_SCHRIFTLICHE ANFRAGE A_:
Welchen Wahlkampfslogan hatte Michael Kleiner laut dem Text über arabische Israelis?
_SCHRIFTLICHE ANFRAGE B_:
Überarbeite im Text über arabische Israelis die Passage von „Anti-arabische Rhetorik der“ bis einschließlich „zogen sie ab.“, indem du „Passanten“ durch „Schaulustigen“ ersetzt.

_TEXTAUSZUG_:
Arabische Israelis - ausgegrenzt und desillusioniert

Alle vier Jahre versuchen sich rechtsextreme jüdische Politiker in anti-arabischer Rhetorik, was zwar für Schlagzeilen sorgt, aber verdeckt, dass die "Ausbürgerung" der arabischen Israelis gesellschaftlich längst salonfähig geworden ist. Von Igal Avidan

​​Michael Kleiner ist ein Mann der klaren Worte. "Entweder wir oder sie!" lautete sein Wahlkampfslogan wenn es um die Palästinenser und auch israelischen Palästinenser geht. Deren Ausbürgerung steht ganz oben auf der Agenda seiner "Cherut"-Partei.

Kleiner ist ein Mann der Tat, und daher zog er jüngst mit einem Dutzend seiner Anhänger nach Jaffa, einem jüdisch-arabischen Stadtteil von Tel Aviv. Die Bewohner beschimpften ihn als Rassisten, der das Zusammenleben zerstören wolle. Er konterte: "Dies ist unser Land! Wir wollen Euch großzügig dafür entschädigen, dass ihr in eines der 22 arabischen Staaten auswandert."

Anti-arabische Rhetorik der Rechtsparteien

Um die Ernsthaftigkeit des Versprechens zu demonstrieren, zog ein "Cherut"-Aktivist mit starkem amerikanischem Akzent ein Bündel mit Tausenden Schekel und bot eine Vorauszahlung an. Ein arabischer Aktivist warf mit den Geldscheine um sich, die von Passanten gesammelt wurden, vermutlich auch von jüdischen. Erst nachdem ein Knaller auf die rechten Demonstranten geworfen wurde, zogen sie ab.

"Cherut" hatte keine großen Chancen ins Parlament zu ziehen. Aber noch zwei andere Parteien predigen die ethnische Säuberung der palästinensischen Israelis, ohne jedoch den Begriff "Transfer" in den Mund zu nehmen.

So betrachtet etwa der Rabbiner Benni Alon, ehemaliger Minister und Vorsitzender der "Nationalen Einheit/Mafdal", Jordanien als den eigentlichen Palästinenserstaat, zu dem auch die Araber des Westjordanlands gehören sollten.

_VERFÜGBARE DATEN_:

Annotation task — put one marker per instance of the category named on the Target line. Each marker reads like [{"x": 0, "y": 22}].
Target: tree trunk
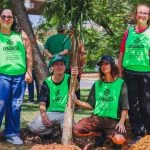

_ANTWORT A_:
Sein Wahlkampfslogan lautete „Entweder wir oder sie!“.

_ANTWORT B_:
Anti-arabische Rhetorik der Rechtsparteien

Um die Ernsthaftigkeit des Versprechens zu demonstrieren, zog ein "Cherut"-Aktivist mit starkem amerikanischem Akzent ein Bündel mit Tausenden Schekel und bot eine Vorauszahlung an. Ein arabischer Aktivist warf mit den Geldscheine um sich, die von Schaulustigen gesammelt wurden, vermutlich auch von jüdischen. Erst nachdem ein Knaller auf die rechten Demonstranten geworfen wurde, zogen sie ab.